* What is required
Count the lines in the records below that contain the word "field", and give only that count.

Point-per-instance localization data:
══════════════════════════════

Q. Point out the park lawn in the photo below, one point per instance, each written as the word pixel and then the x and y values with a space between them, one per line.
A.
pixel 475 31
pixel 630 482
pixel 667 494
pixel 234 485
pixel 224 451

══════════════════════════════

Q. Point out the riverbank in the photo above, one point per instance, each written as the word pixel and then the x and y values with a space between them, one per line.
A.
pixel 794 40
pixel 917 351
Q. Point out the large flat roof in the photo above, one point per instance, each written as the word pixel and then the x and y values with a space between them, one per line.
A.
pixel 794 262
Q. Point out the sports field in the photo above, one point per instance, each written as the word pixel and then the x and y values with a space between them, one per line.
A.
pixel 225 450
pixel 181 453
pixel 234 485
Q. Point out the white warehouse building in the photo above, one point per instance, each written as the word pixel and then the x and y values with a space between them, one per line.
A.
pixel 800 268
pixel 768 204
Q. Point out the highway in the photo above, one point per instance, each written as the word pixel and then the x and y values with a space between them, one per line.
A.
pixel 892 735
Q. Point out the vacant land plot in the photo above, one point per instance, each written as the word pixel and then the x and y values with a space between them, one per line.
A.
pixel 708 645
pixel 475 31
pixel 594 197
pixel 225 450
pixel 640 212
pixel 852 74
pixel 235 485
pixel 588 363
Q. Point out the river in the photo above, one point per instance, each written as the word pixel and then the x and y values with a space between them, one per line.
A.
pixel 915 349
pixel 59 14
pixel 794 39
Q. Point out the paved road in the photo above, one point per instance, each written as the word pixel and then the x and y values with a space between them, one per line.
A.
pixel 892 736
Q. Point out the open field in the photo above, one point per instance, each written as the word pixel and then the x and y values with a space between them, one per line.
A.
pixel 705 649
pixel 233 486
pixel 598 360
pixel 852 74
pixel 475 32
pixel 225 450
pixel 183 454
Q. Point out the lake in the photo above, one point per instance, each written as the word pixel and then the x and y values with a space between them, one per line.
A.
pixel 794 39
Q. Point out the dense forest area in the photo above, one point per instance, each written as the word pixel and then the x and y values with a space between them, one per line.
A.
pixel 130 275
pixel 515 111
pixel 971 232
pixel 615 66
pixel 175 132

══════════════════════════════

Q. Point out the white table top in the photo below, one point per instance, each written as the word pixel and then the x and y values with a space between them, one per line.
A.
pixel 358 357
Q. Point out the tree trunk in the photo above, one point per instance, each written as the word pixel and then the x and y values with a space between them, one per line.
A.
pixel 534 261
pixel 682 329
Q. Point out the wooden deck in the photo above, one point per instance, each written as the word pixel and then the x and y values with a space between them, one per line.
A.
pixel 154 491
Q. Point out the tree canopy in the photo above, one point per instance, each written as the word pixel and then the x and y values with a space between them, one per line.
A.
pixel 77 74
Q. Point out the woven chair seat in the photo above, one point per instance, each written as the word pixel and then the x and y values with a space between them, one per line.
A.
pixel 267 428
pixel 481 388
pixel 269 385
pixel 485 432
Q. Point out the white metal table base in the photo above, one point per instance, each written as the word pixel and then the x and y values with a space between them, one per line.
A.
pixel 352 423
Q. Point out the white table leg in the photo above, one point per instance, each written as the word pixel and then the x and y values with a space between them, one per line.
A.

══════════════════════════════

* Reply
2